─── Trecho para leitura ───

Federações partidárias: entenda esse “namoro” entre partidos políticos

Publicado em:
Compartilhe este conteúdo!

Nas eleições de 2024, pela segunda vez na história da legislação eleitoral brasileira, os partidos poderão se organizar em federações. Essa possibilidade foi introduzida nas Eleições Gerais de 2022, após a criação da Lei nº 14.208 de 2021. Mas você sabe o que é uma federação partidária?

Neste texto, a Politize! vai te explicar o conceito e o funcionamento das federações. Você também vai entender a diferença entre essa forma de organização e as coligações partidárias. Vamos lá?

O que são federações partidárias?

As federações partidárias foram criadas pela Lei nº 14.208/2021, que alterou a Lei dos Partidos Políticos e a Lei das Eleições. Uma federação nada mais é do que uma união entre dois ou mais partidos, que passam a atuar como se fossem um só nas disputas eleitorais e na atuação no Parlamento. O tempo de atuação deve ser de, no mínimo, quatro anos. Além disso, a criação desse instrumento permite atuação unificada, mas com certa autonomia para cada partido.

Isso significa que os partidos integrantes de uma federação partidária estarão submetidos às mesmas regras que são aplicadas individualmente. Isso inclui, por exemplo, questões relacionadas ao tempo de propaganda eleitoral gratuita e fundo partidário.

Para criar uma federação partidária, é necessário observar as seguintes regras:

  • As legendas que a compõem devem possuir registro definitivo no Tribunal Superior Eleitoral (TSE). Assim, um partido que esteja ainda em processo de criação não pode integrar uma federação;
  • Os partidos integrantes devem permanecer federados por, no mínimo, 4 anos;
  • A data limite para sua constituição é a mesma das convenções partidárias – reuniões realizadas pelas siglas pouco antes das eleições para definir as candidaturas;
  • É necessária uma abrangência nacional, isto é, não pode existir uma federação restrita a um único estado ou município, por exemplo.

Uma vez formadas, passam a valer para as federações partidárias as mesmas regras aplicadas aos partidos políticos em diversos temas, como registro de candidatos, propaganda eleitoral e contagem de votos.

Veja um exemplo, considerando uma federação entre os partidos A e B:

Cada federação partidária pode lançar ou apoiar apenas um(a) candidato(a) para cargos do Poder Executivo (prefeito, governador e presidente).

───

__Lista de exercícios__.
a. Segundo o texto sobre federações partidárias, por quanto tempo, no mínimo, os partidos integrantes devem permanecer federados?
b. Dê continuidade ao texto sobre federações partidárias a partir da última frase apresentada.

─── Entradas fornecidas ───

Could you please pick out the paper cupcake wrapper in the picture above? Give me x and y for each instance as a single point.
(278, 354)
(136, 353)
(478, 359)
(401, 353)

───

__Exercícios resolvidos__.
a. Por no mínimo quatro anos.

b.
Considerando essa regra, A e B devem apresentar em conjunto uma candidatura única. Caso decidam não lançar candidato próprio, mas queiram apoiar outro nome – digamos, o do partido C – devem realizar uma coligação com C, também em conjunto. Não é permitido que A esteja coligado com C, enquanto B se une a uma legenda rival D.

Fique blindado para não cair em fake news, experimento o jogo: IAgora

O que diz a legislação?

A instituição do mecanismo de federação partidária ocorreu com a promulgação da Lei nº 14.208, de 2021. Ela alterou a Lei nº 9.096/1995 (Lei dos Partidos Políticos) e a Lei nº 9.504/1997 (Lei das Eleições).

Principais pontos da Lei 14.208/2021

  • Artigo 1º da Lei 14.208/2021: acrescenta o artigo 11-A à Lei dos Partidos Políticos.

Art. 11-A: Dois ou mais partidos políticos podem se reunir em federação. Após constituição e registro no Tribunal Superior Eleitoral (TSE), atuarão como uma única agremiação partidária.

  • Artigo 2º da Lei 14.208/2021: acrescenta o artigo 6º-A à Lei das Eleições.

Art. 6º-A: Aplicam-se à federação de partidos de que trata o art. 11-A da Lei nº 9.096, de 19 de setembro de 1995 (Lei dos Partidos Políticos), todas as normas que regem as atividades dos partidos políticos no que diz respeito às eleições, inclusive no que se refere à escolha e registro de candidatos para as eleições majoritárias e proporcionais, à arrecadação e aplicação de recursos em campanhas eleitorais, à propaganda eleitoral, à contagem de votos, à obtenção de cadeiras, à prestação de contas e à convocação de suplentes.

Punições por desligamento antecipado

Caso um partido deixe a federação antes do tempo mínimo de quatro anos, sofrerá punições, segundo a Lei nº 9.096/1995, especificamente no Art. 11-A, § 4º:

  • Proibição de ingressar em outra federação e fazer coligação nas duas eleições seguintes;
  • Impossibilidade de usar o fundo partidário até o período inicialmente previsto para o fim da federação.

§ 4º O descumprimento do disposto no inciso II do § 3º deste artigo acarretará ao partido vedação de ingressar em federação, de celebrar coligação nas 2 (duas) eleições seguintes e, até completar o prazo mínimo remanescente, de utilizar o fundo partidário.

A federação continua funcionando mesmo que um dos partidos se desligue, desde que no mínimo dois partidos permaneçam na organização.

Como projeto de lei, a proposta foi inicialmente vetada pelo ex-presidente Jair Bolsonaro. Mais tarde, após a derrubada do veto pelo Congresso Nacional, a Lei 14.208/2021 foi promulgada por Bolsonaro em 28 de setembro de 2021. Em dezembro do mesmo ano, a Resolução nº 23.670 (do Tribunal Superior Eleitoral) regulamentou as federações partidárias.

Ministro Luís Roberto Barroso, relator da Resolução nº 23.670, que regulamenta a federação partidária.
Ministro Luís Roberto Barroso, relator da Resolução nº 23.670, que regulamenta a federação partidária. Imagem: Fotos Públicas, Abdias Pinheiro/SECOM/TSE.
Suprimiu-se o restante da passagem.